EXERCISE DESCRIPTION: After locating the line with "the door frame.", repeat it and every following line to the end of the listing, exactly. Omit the pictures.

PROVIDED INFORMATION:
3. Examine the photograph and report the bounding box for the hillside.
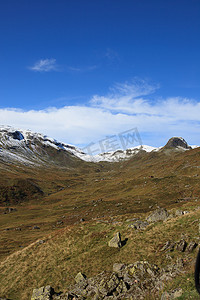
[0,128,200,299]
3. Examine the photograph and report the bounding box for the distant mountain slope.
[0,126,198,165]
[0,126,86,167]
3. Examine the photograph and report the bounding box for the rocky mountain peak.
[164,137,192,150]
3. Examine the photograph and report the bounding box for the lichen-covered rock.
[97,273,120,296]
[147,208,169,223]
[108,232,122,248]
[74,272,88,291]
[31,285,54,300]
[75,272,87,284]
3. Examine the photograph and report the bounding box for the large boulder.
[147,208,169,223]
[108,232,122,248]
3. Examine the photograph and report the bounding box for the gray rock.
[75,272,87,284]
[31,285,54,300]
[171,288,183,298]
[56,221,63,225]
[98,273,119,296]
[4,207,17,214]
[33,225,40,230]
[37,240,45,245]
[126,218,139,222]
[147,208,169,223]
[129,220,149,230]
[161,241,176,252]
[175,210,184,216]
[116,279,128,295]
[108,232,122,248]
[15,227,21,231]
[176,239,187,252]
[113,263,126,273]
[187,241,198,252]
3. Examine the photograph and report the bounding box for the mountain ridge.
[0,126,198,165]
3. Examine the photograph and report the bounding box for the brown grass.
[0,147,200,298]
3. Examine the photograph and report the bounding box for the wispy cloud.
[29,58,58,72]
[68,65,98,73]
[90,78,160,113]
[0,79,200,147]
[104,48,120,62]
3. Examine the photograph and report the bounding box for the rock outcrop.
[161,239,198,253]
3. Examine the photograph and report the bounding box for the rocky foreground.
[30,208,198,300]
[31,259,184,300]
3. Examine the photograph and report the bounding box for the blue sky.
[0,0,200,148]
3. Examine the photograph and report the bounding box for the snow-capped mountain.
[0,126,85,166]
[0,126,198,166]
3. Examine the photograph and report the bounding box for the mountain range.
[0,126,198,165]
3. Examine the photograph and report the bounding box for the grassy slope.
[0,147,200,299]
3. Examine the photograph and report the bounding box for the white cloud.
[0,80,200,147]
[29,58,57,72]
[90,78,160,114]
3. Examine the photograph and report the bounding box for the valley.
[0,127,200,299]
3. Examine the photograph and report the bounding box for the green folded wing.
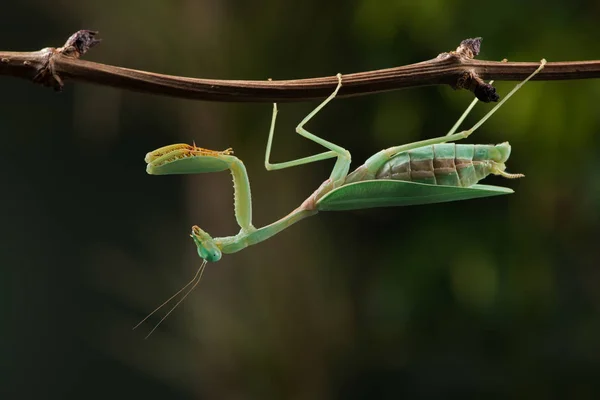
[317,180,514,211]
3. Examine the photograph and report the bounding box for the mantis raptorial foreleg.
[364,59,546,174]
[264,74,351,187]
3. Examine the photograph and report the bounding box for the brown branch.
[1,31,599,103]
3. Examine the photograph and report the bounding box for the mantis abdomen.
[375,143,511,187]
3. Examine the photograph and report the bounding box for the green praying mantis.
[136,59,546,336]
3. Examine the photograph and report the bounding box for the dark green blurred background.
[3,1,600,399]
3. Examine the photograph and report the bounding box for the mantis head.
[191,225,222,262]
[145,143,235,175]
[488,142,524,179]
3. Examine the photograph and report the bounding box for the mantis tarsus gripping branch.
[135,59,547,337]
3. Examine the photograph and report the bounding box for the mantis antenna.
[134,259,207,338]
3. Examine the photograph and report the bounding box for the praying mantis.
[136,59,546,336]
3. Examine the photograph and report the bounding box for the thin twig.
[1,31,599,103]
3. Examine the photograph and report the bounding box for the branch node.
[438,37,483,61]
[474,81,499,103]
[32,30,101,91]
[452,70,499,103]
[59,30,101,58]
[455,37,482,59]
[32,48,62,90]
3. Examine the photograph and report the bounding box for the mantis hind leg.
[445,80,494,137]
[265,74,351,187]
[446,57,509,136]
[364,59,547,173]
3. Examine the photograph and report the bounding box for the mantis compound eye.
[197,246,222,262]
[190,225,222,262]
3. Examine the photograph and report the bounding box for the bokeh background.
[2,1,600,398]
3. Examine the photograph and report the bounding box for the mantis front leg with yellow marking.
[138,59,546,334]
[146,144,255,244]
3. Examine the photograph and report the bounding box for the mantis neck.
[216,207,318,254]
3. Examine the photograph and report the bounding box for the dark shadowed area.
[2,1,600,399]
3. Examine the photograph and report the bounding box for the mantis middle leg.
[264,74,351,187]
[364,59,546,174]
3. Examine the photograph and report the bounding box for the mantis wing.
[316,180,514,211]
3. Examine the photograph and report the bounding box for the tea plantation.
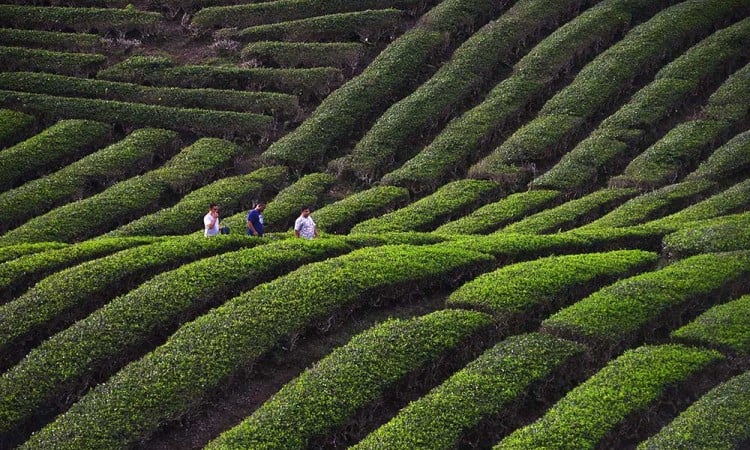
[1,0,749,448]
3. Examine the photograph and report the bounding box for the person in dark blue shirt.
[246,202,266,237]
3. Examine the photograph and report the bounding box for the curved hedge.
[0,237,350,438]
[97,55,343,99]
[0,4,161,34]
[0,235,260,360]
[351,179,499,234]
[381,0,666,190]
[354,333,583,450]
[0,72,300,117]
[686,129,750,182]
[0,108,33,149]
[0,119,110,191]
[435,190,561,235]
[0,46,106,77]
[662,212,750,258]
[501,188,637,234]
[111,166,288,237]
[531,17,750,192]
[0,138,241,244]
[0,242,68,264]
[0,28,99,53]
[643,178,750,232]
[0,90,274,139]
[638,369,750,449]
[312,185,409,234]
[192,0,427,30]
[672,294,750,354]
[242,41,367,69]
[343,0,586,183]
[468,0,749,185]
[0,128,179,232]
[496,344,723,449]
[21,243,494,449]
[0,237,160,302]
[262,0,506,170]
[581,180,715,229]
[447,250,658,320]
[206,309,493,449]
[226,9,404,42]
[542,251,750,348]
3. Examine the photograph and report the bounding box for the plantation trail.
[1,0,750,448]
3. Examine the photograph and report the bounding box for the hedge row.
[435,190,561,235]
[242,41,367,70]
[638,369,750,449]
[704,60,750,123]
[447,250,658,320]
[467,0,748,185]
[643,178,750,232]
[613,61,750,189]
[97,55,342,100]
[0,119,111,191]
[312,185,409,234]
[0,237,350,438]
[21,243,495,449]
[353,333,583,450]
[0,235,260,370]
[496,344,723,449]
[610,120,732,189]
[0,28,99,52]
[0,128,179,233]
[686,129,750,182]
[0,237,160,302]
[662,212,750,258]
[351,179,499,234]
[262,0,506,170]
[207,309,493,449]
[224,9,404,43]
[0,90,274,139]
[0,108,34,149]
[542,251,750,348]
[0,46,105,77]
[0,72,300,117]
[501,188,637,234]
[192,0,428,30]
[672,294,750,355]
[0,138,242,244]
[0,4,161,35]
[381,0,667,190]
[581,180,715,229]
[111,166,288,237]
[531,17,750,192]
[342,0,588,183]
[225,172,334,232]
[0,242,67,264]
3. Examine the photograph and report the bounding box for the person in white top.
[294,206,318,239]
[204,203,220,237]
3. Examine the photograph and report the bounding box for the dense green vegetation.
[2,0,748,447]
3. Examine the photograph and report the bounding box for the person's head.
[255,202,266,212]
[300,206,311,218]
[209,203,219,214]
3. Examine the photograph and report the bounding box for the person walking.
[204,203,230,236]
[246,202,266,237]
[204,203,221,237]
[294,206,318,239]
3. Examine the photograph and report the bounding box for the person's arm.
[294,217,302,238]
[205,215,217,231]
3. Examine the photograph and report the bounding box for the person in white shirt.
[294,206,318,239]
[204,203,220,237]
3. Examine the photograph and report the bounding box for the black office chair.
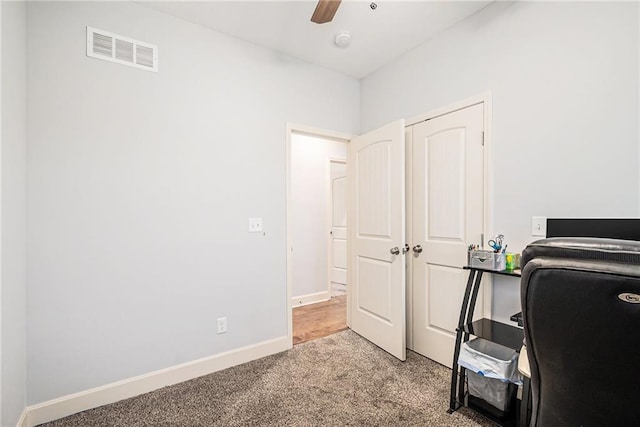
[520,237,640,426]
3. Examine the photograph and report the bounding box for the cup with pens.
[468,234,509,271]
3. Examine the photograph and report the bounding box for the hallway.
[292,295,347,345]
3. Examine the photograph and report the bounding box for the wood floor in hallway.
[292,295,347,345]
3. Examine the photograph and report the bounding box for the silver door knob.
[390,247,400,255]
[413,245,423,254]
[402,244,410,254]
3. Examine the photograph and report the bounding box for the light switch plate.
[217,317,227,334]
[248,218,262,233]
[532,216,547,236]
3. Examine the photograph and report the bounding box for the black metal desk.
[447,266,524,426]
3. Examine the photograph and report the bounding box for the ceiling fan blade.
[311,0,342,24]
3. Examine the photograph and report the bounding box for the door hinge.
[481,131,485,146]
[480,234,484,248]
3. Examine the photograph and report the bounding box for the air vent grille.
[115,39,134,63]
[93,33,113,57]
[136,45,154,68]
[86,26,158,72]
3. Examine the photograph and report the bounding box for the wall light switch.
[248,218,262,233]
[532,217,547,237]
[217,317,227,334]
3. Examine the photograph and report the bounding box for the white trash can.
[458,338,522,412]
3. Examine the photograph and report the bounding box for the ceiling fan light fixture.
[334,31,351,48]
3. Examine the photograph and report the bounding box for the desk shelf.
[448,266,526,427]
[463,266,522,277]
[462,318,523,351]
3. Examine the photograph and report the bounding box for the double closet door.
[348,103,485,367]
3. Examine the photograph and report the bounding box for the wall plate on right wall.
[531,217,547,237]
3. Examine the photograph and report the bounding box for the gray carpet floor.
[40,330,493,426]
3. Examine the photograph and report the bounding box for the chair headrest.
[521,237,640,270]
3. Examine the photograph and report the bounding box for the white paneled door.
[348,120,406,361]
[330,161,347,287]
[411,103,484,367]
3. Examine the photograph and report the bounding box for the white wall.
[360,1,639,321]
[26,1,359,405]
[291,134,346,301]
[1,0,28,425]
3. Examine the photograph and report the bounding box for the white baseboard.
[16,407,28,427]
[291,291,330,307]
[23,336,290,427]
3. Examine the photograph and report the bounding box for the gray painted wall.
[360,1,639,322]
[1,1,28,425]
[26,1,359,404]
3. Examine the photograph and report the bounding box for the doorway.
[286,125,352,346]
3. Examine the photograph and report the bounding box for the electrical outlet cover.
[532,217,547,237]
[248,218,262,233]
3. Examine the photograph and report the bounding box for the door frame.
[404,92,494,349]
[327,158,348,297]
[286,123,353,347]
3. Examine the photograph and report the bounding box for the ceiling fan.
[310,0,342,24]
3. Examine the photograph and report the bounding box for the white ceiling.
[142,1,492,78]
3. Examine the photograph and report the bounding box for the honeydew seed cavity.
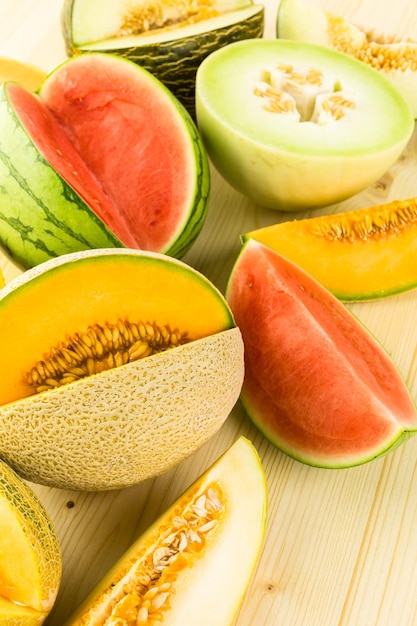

ANSWER:
3. Examine the photograph and report the bounding box for the door frame.
[404,92,494,349]
[327,158,348,297]
[286,123,353,347]
3. Examine the photograph and report the bounding box for the ceiling fan.
[310,0,342,24]
3. Examine the photograph and report the bounding box for the white ceiling.
[142,1,492,78]
3. Examine the photograph and report the bounding box for the honeydew seed cavity.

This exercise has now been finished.